▸ DOCUMENT EXTRACT
+ + + + +
Numpy FFT give unexpected result when signal frequency falls exactly on a fft bin

Question

When a signal's frequency falls exactly on an FFT bin, the amplitude becomes 0! But if I offset the signal frequency a little bit off, the result is ok.

Reproducing code:

Here the signal's frequency is 30

import numpy as np
import matplotlib.pyplot as plt
N = 1024
Freq = 30
t = np.arange(N)
x = np.sin(2*np.pi*Freq/N*t)
f = np.fft.fft(x)
plt.plot(t, x)
plt.plot(t, f)

I would expect the output to have a huge spike in the 30th bin, but it's flat, as in the following figure.

However, if just slightly change the frequency to 30.1 to not let it fall on the exact bin,

import numpy as np
import matplotlib.pyplot as plt
N = 1024
Freq = 30.1
t = np.arange(N)
+ + + + +
▸ LISTED ENTRIES
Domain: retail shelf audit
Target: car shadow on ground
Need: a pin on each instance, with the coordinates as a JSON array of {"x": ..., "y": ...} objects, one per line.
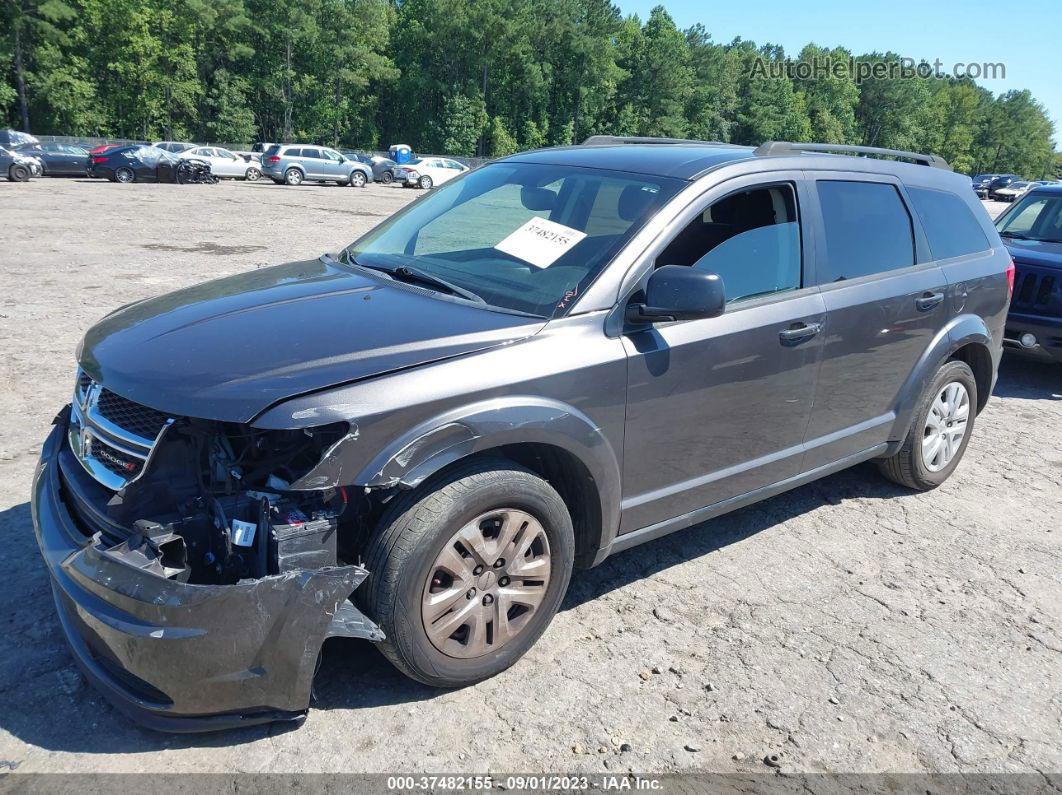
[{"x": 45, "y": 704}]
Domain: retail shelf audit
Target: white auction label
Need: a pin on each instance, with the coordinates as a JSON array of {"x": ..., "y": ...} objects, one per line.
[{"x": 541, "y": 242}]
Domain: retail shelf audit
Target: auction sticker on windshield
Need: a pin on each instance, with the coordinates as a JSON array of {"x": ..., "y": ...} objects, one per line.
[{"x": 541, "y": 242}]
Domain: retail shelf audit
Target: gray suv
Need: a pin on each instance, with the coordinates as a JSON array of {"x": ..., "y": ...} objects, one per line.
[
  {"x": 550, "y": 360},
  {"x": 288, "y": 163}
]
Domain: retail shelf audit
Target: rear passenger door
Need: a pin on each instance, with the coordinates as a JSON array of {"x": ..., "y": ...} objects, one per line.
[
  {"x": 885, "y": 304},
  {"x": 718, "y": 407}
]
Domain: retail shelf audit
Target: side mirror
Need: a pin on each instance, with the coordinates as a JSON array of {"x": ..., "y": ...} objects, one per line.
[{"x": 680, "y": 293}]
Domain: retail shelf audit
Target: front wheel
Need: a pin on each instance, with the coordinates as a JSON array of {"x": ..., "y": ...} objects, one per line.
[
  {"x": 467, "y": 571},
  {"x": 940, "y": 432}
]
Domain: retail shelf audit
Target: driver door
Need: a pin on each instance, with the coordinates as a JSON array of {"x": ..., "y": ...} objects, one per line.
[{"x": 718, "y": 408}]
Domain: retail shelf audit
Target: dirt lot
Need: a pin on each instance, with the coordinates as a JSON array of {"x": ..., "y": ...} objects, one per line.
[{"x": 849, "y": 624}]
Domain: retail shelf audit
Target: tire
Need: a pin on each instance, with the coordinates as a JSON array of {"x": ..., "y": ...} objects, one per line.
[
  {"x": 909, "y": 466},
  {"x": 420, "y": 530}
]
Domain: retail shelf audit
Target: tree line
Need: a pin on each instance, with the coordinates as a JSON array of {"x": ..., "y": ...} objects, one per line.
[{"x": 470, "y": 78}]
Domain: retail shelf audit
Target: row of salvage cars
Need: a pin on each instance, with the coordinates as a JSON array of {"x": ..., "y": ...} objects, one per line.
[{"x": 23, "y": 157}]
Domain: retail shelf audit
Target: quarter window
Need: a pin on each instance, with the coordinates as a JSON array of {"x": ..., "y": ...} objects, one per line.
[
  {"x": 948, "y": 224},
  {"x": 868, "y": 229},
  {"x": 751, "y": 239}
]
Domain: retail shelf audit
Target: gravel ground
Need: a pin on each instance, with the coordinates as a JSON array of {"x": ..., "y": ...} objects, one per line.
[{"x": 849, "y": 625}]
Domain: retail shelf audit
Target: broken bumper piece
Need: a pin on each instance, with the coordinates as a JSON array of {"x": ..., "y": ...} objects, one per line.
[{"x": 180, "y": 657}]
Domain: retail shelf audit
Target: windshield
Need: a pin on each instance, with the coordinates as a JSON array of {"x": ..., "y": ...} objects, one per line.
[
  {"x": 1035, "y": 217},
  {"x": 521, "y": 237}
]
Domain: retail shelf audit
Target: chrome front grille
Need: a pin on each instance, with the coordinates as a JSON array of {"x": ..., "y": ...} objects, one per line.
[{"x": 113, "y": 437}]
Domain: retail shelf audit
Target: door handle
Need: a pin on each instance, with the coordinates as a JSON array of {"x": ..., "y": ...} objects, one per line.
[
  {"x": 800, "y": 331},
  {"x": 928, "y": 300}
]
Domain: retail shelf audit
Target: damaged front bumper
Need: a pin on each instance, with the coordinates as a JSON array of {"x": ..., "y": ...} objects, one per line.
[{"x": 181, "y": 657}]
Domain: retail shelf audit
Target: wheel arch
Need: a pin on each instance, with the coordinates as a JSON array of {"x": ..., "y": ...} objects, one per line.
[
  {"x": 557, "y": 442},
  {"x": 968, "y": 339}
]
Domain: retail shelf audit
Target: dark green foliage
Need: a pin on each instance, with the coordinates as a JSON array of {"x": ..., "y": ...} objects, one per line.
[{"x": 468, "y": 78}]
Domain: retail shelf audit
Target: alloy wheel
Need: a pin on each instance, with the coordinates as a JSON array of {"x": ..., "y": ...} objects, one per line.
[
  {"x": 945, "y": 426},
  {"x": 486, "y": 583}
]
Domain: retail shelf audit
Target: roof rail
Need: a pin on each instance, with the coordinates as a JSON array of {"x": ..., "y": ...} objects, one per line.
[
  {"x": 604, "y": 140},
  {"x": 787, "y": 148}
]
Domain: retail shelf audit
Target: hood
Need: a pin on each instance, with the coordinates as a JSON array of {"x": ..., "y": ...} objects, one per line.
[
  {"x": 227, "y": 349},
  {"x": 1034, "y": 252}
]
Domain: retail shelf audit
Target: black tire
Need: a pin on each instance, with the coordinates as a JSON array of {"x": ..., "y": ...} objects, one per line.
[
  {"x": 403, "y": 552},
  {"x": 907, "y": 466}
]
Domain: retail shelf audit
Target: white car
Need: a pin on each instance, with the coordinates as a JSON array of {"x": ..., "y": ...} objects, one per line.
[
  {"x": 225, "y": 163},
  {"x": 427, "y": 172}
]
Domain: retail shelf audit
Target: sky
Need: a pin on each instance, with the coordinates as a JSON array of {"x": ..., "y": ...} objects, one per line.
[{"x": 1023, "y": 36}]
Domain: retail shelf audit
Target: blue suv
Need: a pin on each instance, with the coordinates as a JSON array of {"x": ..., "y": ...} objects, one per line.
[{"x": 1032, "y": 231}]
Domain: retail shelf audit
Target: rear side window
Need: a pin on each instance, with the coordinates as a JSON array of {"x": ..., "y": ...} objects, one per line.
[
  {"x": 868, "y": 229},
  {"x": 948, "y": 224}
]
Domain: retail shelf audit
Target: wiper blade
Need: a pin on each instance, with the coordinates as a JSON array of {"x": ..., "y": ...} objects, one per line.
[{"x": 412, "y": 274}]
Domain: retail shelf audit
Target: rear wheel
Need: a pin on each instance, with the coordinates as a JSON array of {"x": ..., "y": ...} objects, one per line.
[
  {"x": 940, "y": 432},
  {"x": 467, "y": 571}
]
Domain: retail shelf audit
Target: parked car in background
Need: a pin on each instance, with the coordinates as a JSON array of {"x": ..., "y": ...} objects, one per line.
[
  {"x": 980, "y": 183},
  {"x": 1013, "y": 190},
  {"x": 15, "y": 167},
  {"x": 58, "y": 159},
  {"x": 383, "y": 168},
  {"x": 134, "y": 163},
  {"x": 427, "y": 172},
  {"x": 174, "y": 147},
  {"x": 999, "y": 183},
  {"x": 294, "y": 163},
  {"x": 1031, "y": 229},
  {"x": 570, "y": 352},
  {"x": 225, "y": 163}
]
+ + + + +
▸ THINGS TO DO
**a)** Transcribe the portion of the NumPy FFT question between "Here the signal's" and "plt.plot(t, x)", inclusive.
**b)** Pick up the NumPy FFT question at the point where it stops and carry it forward.
The entries play no part in this exercise.

▸ ANSWERS PROVIDED
**a)**
Here the signal's frequency is 30

import numpy as np
import matplotlib.pyplot as plt
N = 1024
Freq = 30
t = np.arange(N)
x = np.sin(2*np.pi*Freq/N*t)
f = np.fft.fft(x)
plt.plot(t, x)

**b)**
x = np.sin(2*np.pi*Freq/N*t)
f = np.fft.fft(x)
plt.plot(t, x)
plt.plot(t, f)

The result is correct as in the following figure:

WHY? Is this a numpy FFT implementation issue? Or is it a limitation of the standard FFT algorithm?

Answer 1

1. To get the power spectrum, you need to take the magnitude of the Fourier coefficient. Plotting the Fourier coefficient directly discards the imaginary component and only plots the real component.
2. Technically x and f shouldn't be plotted on the same x-axis, since they have different meanings.

import numpy as np
import matplotlib.pyplot as plt

T = 1 # Total signal duration (s)
N = 1024 # samples over signal duration
Freq = 30 # frequency: (Hz)
t = np.arange(N)/N*T # time array

df = 1.0/T # resolution of angular frequency
f = np.arange(N)*df


x = np.sin(2*np.pi*Freq*t)
xhat = np.fft.fft(x) # Fourier series of x

plt.plot(t, x)
plt.xlabel("t (s)")
plt.ylabel("x")
plt.savefig("fig1.png")

plt.cla()
plt.plot(f, np.abs(xhat))
plt.xlabel("f (Hz)")
plt.ylabel("|fft(x)|")
plt.savefig("fig2.png")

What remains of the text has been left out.